Records from a data source:
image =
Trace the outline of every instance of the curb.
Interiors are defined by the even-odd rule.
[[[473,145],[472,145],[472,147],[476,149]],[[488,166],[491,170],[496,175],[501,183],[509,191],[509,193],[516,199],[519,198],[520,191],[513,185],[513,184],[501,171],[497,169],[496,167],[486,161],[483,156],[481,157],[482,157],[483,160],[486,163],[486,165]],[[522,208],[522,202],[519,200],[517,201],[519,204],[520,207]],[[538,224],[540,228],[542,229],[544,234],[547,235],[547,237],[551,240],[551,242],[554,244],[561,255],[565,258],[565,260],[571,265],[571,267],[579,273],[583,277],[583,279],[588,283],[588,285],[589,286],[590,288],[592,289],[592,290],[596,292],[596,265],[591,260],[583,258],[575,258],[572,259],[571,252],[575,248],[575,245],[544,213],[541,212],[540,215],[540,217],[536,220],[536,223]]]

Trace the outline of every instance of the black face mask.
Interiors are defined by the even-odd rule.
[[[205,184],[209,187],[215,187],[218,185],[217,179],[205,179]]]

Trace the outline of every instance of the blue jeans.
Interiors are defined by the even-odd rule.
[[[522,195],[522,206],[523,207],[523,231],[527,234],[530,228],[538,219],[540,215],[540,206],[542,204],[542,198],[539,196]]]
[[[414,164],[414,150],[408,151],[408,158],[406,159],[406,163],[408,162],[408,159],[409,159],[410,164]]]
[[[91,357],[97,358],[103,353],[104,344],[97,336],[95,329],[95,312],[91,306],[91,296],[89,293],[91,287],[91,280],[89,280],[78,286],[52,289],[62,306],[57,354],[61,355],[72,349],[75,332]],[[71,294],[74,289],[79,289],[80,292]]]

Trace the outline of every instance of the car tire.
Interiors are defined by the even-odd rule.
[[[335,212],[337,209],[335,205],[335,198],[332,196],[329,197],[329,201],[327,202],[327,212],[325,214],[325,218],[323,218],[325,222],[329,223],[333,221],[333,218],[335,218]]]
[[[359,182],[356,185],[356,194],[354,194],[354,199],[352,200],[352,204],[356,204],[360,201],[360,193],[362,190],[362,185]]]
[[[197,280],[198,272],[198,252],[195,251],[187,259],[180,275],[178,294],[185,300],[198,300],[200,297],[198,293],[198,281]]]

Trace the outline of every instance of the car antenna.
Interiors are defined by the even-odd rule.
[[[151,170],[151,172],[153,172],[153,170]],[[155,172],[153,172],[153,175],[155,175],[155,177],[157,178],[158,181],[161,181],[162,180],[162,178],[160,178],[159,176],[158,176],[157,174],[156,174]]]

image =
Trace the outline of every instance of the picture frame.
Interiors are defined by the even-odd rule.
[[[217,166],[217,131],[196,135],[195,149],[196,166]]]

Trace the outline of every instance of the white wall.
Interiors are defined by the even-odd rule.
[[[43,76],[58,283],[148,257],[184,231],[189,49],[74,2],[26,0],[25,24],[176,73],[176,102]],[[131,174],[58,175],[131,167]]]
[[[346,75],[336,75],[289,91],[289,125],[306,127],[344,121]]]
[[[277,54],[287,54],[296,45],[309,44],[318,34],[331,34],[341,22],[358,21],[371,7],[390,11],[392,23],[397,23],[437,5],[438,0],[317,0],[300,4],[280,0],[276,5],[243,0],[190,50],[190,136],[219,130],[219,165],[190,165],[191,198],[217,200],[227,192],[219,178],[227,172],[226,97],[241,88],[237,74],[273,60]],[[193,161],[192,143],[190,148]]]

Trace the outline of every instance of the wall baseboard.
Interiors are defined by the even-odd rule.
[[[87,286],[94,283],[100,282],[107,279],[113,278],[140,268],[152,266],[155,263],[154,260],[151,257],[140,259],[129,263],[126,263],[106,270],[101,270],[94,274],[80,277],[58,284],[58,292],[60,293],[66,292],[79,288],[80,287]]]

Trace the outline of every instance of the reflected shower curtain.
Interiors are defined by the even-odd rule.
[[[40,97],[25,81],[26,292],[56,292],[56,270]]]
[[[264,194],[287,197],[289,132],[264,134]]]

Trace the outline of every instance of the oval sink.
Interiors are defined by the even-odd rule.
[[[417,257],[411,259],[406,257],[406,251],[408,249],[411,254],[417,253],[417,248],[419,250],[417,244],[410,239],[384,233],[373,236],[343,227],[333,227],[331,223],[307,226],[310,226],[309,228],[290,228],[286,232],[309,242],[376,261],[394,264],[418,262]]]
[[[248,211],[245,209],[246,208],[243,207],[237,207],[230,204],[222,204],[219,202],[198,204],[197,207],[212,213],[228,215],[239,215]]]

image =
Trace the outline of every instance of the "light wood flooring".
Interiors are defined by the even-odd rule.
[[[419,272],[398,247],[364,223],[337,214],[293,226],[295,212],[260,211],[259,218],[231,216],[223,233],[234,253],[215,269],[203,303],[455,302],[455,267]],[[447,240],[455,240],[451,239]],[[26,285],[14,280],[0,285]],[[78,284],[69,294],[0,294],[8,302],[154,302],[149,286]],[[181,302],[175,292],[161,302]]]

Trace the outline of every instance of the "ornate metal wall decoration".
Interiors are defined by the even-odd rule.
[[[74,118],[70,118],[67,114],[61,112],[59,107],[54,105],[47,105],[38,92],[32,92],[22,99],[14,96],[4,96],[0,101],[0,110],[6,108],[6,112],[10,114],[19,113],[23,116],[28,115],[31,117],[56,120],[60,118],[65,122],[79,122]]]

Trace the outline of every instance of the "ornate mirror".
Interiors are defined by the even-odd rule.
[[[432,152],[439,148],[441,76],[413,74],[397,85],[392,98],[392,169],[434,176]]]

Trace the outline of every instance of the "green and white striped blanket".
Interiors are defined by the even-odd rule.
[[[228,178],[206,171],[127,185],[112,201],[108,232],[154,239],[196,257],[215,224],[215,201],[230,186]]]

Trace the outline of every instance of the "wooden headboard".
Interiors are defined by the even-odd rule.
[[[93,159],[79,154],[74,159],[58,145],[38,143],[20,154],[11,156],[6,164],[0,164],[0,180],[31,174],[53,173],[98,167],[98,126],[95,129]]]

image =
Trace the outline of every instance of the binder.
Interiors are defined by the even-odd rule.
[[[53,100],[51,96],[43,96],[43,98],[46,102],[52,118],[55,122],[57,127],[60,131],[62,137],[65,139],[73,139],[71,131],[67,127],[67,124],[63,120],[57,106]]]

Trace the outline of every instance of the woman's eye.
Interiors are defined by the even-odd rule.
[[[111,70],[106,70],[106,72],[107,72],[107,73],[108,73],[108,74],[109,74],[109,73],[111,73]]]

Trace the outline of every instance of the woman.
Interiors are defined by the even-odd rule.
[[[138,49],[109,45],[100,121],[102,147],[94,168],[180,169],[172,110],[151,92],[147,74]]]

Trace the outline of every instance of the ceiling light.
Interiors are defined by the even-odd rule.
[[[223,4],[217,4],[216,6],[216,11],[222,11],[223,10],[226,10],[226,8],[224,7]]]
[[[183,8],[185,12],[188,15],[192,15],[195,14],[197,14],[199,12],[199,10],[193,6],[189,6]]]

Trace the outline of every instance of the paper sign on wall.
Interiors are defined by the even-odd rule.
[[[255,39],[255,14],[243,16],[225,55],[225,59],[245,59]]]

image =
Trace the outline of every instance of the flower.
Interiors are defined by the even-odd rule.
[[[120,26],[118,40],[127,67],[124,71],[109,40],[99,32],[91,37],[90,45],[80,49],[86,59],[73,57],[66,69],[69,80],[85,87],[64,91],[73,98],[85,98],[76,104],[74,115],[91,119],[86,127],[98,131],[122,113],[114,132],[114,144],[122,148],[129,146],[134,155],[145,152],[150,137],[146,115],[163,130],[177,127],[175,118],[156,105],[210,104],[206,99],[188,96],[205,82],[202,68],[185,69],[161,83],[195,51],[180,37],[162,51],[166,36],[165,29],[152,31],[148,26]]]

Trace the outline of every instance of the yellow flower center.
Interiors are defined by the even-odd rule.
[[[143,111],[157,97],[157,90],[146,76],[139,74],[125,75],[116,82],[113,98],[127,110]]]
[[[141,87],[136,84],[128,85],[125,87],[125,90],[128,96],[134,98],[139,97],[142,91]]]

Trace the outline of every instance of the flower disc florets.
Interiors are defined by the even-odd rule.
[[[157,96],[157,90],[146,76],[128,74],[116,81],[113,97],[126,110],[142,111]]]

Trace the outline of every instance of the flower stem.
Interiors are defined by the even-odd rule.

▶ _INSTRUCTIONS TO FOLLOW_
Copy the records from the line containing "Trace the outline of every instance of the paper" through the end of the records, inclusive, reproducing each line unchanged.

▶ _EXERCISE RESPONSE_
Trace the outline of every instance of the paper sign on wall.
Interiors are defined by the even-odd rule.
[[[255,39],[255,14],[243,16],[225,55],[225,59],[245,59]]]

image =
Trace the outline of every instance of the flower.
Interiors are defined by the even-odd rule.
[[[120,26],[118,40],[127,67],[124,71],[109,40],[99,32],[91,37],[90,45],[80,49],[86,59],[73,57],[66,69],[69,80],[85,87],[64,91],[73,98],[85,98],[76,104],[74,115],[91,119],[86,127],[98,131],[122,113],[114,132],[114,144],[122,148],[129,146],[134,155],[145,152],[150,137],[146,115],[163,130],[177,127],[175,118],[156,105],[210,104],[206,99],[188,96],[205,82],[202,68],[185,69],[161,83],[195,51],[180,37],[162,51],[166,36],[165,29],[152,31],[148,26]]]

Trace the outline of every instance of the yellow flower center.
Interiors are defined by the even-odd rule.
[[[143,111],[157,97],[157,90],[146,76],[139,74],[125,75],[116,82],[113,98],[127,110]]]
[[[141,87],[136,84],[128,85],[125,87],[125,90],[128,96],[134,98],[139,97],[142,91]]]

Trace the outline of every instance of the flower disc florets.
Interiors are defined by the even-odd rule.
[[[157,96],[157,90],[146,76],[128,74],[116,81],[113,97],[126,110],[142,111]]]

Trace the outline of every instance of the flower stem.
Interiors are defined by the even-odd rule.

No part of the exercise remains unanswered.